[Stated task]
Output the lines below as a two-column CSV with the header instruction,boxes. Give one row for each line that asks for boxes, with that line's text in one quoted field and all of its box coordinates together in the other. Turn any line breaks into spaces, and leave the pictures out.

[Records for this exercise]

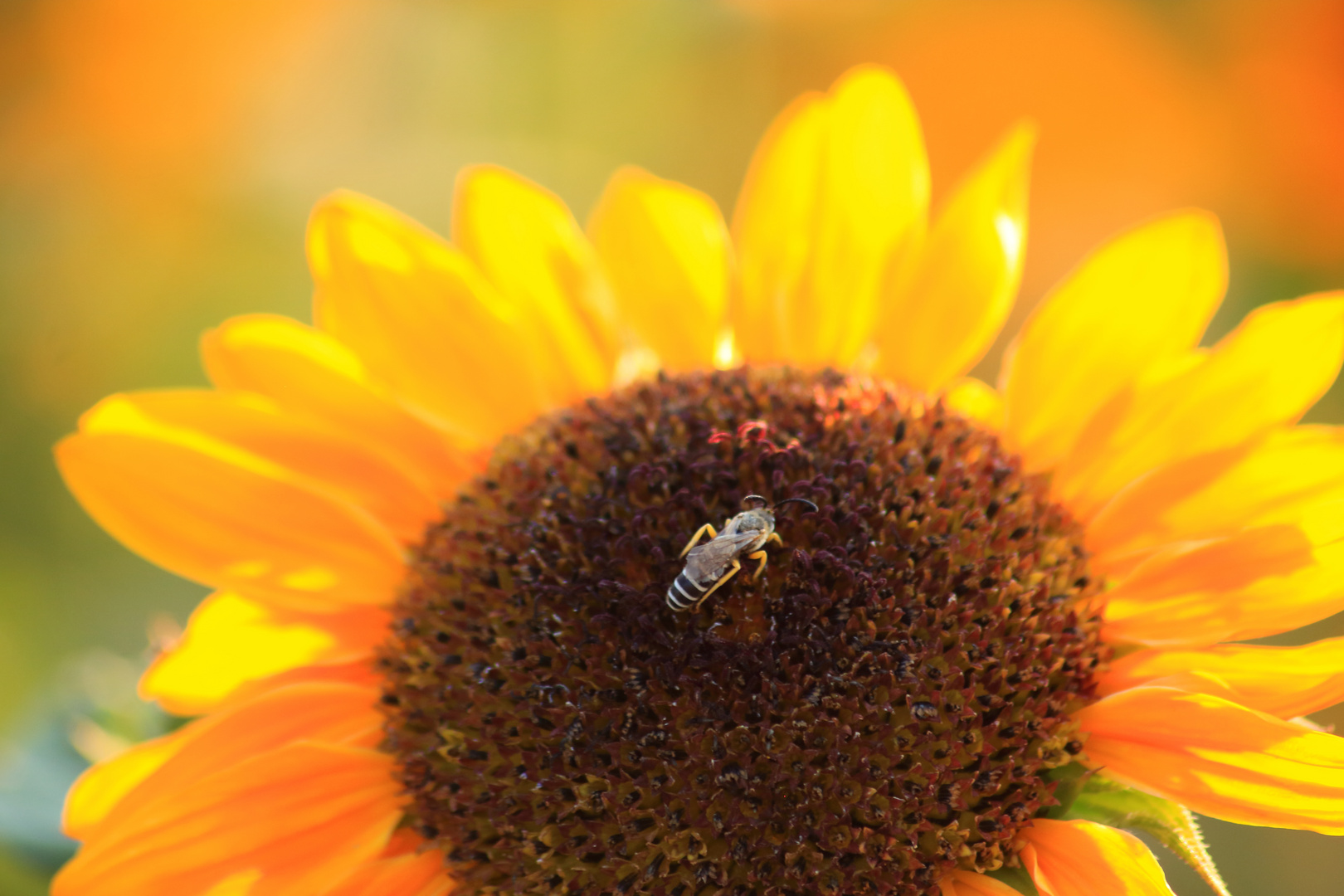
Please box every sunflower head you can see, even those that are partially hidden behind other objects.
[54,67,1344,896]
[380,369,1102,896]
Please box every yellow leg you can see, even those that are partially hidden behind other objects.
[747,551,766,582]
[695,560,742,610]
[677,523,719,558]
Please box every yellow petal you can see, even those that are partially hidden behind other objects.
[1105,501,1344,647]
[874,125,1035,392]
[1052,293,1344,521]
[1021,818,1175,896]
[117,390,440,544]
[731,66,928,368]
[453,165,621,404]
[1078,686,1344,835]
[308,192,553,446]
[938,869,1021,896]
[1000,211,1227,471]
[51,743,402,896]
[56,397,405,611]
[943,376,1004,431]
[1099,638,1344,718]
[139,591,387,716]
[1088,426,1344,571]
[61,735,186,840]
[202,314,477,499]
[589,167,731,373]
[63,683,382,840]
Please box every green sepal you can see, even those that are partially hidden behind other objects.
[1056,774,1230,896]
[1045,762,1095,818]
[985,868,1040,896]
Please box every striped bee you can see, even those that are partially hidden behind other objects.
[668,494,817,612]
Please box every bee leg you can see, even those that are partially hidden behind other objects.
[677,523,719,558]
[747,551,766,582]
[695,560,742,610]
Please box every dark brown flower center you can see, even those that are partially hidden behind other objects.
[380,371,1102,896]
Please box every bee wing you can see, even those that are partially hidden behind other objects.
[685,532,761,577]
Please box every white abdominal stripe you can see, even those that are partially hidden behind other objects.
[668,572,709,611]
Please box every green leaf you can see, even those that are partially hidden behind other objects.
[985,868,1040,896]
[1063,774,1231,896]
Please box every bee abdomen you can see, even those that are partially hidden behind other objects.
[668,572,709,611]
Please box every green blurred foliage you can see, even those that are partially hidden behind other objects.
[0,0,1344,896]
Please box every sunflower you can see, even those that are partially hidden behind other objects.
[54,67,1344,896]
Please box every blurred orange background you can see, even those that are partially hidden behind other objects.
[0,0,1344,896]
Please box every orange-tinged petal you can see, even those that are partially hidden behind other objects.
[1106,499,1344,647]
[453,165,622,404]
[221,657,383,708]
[114,390,440,544]
[51,743,402,896]
[1052,293,1344,521]
[943,376,1004,431]
[1105,525,1316,645]
[938,870,1021,896]
[731,66,928,367]
[308,192,563,446]
[1099,638,1344,718]
[61,735,186,840]
[63,684,382,840]
[327,849,455,896]
[1021,818,1173,896]
[1078,686,1344,835]
[874,125,1035,392]
[1000,211,1227,471]
[56,397,405,611]
[200,314,479,499]
[139,591,388,716]
[1088,426,1344,571]
[587,167,733,373]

[Full solution]
instruction,boxes
"Please box every sunflower head you can see, even those that are partially hidden behind other objects.","[54,67,1344,896] [380,369,1102,896]"
"Please box every yellow leg you can see, even those that are partially hidden behind other objects.","[747,551,766,582] [695,560,742,610] [677,523,719,558]"
"Please box every yellow petal you can see, even those that are partially hidden behind other objects.","[1105,501,1344,647] [874,125,1035,392] [1052,293,1344,521] [1021,818,1175,896] [117,390,440,544] [731,66,928,368] [453,165,621,404] [1078,686,1344,835] [308,192,553,446] [938,869,1021,896] [1000,211,1227,471] [51,743,402,896] [56,397,405,611] [943,376,1004,431] [1099,638,1344,718] [139,591,387,716] [1088,426,1344,571] [61,735,186,840] [202,314,477,499] [589,167,731,373] [63,683,382,840]"
"Please box every green sepal you can see, even those that are partially hidden behind other objects.","[1056,774,1230,896] [1045,762,1095,818] [985,868,1040,896]"
"Please box every striped bee you can see, even those that are partially hidden behind other objects.","[668,494,817,612]"
"Please box every bee leg you can see, even those that are partially hidden behind other objects.","[677,523,719,558] [747,551,766,582] [695,560,742,610]"
"Please box every dark brown flower center you can see, even those that are partially hidden behind other objects.","[380,371,1102,896]"
"Please box every bee wing you can see, even those that are partially hidden behind other objects.","[685,532,761,577]"
"Please box every white abdominal stripe you can see, even those that are partially hidden behind other objects.","[668,572,709,611]"
"Please box every green leaf you can see, even those that are partially hidden behind other objects.","[985,868,1040,896] [1063,774,1231,896]"
"Please box every bee abdomen you can see, even those that are partially hidden behind other objects.","[668,572,709,611]"
"Please box every green blurred foliage you can see, even those that are partially hidden behind other objects.","[0,0,1344,896]"
"Please box every sunflower you can see, even those that are partially hidden behind other objects.","[54,67,1344,896]"
"Please box every blurred orange background you can see, even those that are partially hidden behind other objects.","[0,0,1344,896]"
"Please box every orange-tinged petal you can see, even those that are partially hidden behind other objects.","[1106,499,1344,647] [453,165,622,404] [221,657,383,708] [114,390,440,544] [51,743,402,896] [1052,293,1344,521] [943,376,1004,431] [1105,525,1316,645] [938,870,1021,896] [731,66,928,367] [308,192,563,446] [1099,638,1344,718] [61,735,186,840] [63,684,382,840] [327,849,455,896] [1021,818,1173,896] [1078,686,1344,835] [874,125,1035,392] [1000,211,1227,471] [56,397,405,611] [200,314,479,499] [139,591,388,716] [1088,426,1344,571] [587,167,733,373]"